(Point-based annotation data)
━━━━━━━━━━━━━━━━

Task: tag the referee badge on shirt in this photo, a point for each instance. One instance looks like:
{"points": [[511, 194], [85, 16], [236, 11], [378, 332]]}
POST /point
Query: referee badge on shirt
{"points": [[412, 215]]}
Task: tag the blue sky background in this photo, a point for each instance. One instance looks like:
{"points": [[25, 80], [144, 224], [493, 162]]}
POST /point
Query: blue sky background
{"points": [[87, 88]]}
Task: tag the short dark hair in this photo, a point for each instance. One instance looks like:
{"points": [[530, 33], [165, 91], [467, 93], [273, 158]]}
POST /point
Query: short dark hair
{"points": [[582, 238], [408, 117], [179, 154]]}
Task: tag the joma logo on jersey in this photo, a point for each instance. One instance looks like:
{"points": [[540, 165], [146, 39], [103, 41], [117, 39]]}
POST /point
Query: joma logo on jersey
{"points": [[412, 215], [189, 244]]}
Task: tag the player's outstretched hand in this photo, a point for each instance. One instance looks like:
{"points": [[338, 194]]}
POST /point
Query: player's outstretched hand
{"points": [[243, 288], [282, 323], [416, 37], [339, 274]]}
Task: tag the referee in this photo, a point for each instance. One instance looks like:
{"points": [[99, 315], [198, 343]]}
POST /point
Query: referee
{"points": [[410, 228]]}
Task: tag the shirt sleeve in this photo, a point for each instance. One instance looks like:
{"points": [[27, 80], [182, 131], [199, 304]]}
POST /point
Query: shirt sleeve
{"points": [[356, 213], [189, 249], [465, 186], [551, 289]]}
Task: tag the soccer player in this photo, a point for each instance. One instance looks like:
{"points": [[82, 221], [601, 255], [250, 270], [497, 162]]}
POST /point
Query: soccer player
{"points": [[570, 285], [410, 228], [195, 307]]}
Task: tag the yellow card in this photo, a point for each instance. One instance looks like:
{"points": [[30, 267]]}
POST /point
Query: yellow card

━━━━━━━━━━━━━━━━

# GOAL
Please write out every one of the rows above, keeping each line the same as it appears.

# TASK RESULT
Task: tag the referee badge on shirt in this photo, a point for each instance. One instance looks like:
{"points": [[511, 194], [85, 16], [236, 11], [378, 332]]}
POST /point
Query: referee badge on shirt
{"points": [[412, 215]]}
Task: tag the blue sky background in this photo, a point for each instance. One instance looks like:
{"points": [[25, 80], [144, 224], [493, 162]]}
POST /point
Query: blue sky background
{"points": [[87, 88]]}
Task: tag the short dark hair in this photo, a point for each instance. One instance looks like:
{"points": [[530, 33], [165, 91], [467, 93], [273, 158]]}
POST /point
Query: short dark hair
{"points": [[582, 238], [408, 117], [179, 154]]}
Task: tag the joma logo on jersey in this photo, a point for each instance. One instance looks like:
{"points": [[540, 165], [146, 39], [103, 41], [117, 39]]}
POST /point
Query: joma logo on jersey
{"points": [[412, 215], [189, 244]]}
Task: tag the player's outstretched hand in this photo, a point for each instance. One instance looks like:
{"points": [[338, 194]]}
POST /point
Query: player's outstretched hand
{"points": [[243, 288], [282, 323], [416, 37], [339, 274]]}
Task: tag the referee in this photo, a point for each instance. One instance looks like:
{"points": [[99, 315], [198, 343]]}
POST /point
Query: referee
{"points": [[410, 228]]}
Task: tag the shirt sleeve in this photo, a point for each instance. One instance looks like:
{"points": [[27, 80], [182, 131], [199, 304]]}
POST /point
Query: shirt sleeve
{"points": [[356, 213], [189, 249], [465, 186], [551, 289]]}
Task: tag the soccer player in this photo, a point for each instance. One instance looks like:
{"points": [[82, 221], [601, 255], [250, 270], [497, 162]]}
POST /point
Query: soccer player
{"points": [[570, 285], [410, 228], [195, 307]]}
Task: tag the yellow card in this photo, a point for each instance. One instance looks like:
{"points": [[30, 267]]}
POST /point
Query: yellow card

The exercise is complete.